• _Extrait de page_
____

16 octobre 2014 | Mise à jour le 19 avril 2017
Par | Photo(s) : Thierry Nectoux
Les impostures
 des délocalisations

Le Mondial de l'automobile, qui s'est tenu à Paris, est pour les constructeurs l'occasion d'une formidable opération de communication. L'automobile française ne devrait son salut qu'à la recherche effrénée de compétitivité. Qu'elle débusquerait non plus seulement hors de l'Hexagone, mais hors du continent européen.

C'est la nouvelle lubie des patrons de l'automobile, les salaires des pays de l'Europe centrale seraient en passe de devenir trop élevés. Après avoir massivement investi en Roumanie, en République tchèque, en Slovaquie et Slovénie, il faudrait à nouveau délocaliser. Vers le Maghreb ou, qui sait encore, plus à l'est, vers l'Inde et la Chine… Carlos Ghosn, patron de Renault, annonce y avoir de grandes ambitions avec sa voiture électrique.

Quant à PSA Peugeot Citroën, après avoir atteint le chiffre record de 355 500 véhicules vendus en Chine au premier semestre 2014 (soit + 28 %), il envisage d'y installer une nouvelle usine d'assemblage pour élever sa capacité de production au chiffre astronomique 1,2 million de véhicules par an à l'horizon 2016. Alors, si même les pays de l'Est européen deviennent trop coûteux, que dire de l'ouvrier français qu'il faut rémunérer quelque deux fois plus ?

____

• _Informations affichées_
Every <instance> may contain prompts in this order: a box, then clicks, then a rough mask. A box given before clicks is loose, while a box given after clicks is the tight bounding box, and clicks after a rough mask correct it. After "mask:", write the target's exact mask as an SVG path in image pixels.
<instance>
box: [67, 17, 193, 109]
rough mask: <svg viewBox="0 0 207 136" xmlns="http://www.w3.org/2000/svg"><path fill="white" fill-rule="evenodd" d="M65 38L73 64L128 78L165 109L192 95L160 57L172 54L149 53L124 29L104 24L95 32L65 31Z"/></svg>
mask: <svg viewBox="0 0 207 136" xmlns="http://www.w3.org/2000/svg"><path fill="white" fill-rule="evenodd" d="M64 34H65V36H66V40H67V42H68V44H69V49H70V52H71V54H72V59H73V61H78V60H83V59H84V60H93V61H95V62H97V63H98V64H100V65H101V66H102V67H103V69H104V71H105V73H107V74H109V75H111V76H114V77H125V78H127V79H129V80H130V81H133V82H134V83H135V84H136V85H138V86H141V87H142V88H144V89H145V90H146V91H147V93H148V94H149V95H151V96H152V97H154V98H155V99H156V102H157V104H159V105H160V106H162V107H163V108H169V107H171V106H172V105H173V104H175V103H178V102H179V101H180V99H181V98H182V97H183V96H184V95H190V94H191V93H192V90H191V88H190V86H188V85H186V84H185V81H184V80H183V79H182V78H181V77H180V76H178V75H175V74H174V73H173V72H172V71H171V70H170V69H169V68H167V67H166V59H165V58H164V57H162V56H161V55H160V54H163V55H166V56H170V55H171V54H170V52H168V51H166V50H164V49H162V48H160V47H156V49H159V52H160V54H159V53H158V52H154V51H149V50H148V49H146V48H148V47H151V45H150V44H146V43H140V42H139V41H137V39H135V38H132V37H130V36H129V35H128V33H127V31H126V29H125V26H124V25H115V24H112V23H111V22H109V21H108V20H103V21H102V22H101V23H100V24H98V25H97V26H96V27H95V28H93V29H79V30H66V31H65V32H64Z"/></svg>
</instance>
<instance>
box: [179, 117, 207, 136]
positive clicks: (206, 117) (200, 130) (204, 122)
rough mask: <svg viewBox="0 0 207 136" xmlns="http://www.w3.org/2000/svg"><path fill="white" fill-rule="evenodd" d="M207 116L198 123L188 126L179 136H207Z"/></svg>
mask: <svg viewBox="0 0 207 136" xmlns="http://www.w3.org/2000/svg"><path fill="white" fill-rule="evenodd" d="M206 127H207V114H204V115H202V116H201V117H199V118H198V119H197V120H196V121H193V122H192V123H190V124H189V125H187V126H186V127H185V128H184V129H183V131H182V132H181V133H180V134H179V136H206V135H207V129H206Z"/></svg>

____

• _Consigne à suivre_
D'après l'extrait sur les délocalisations, combien de véhicules PSA Peugeot Citroën a-t-il vendus en Chine au premier semestre 2014 ?

• _Réponse attendue_
PSA Peugeot Citroën a vendu 355 500 véhicules en Chine au premier semestre 2014, soit une hausse de 28 %.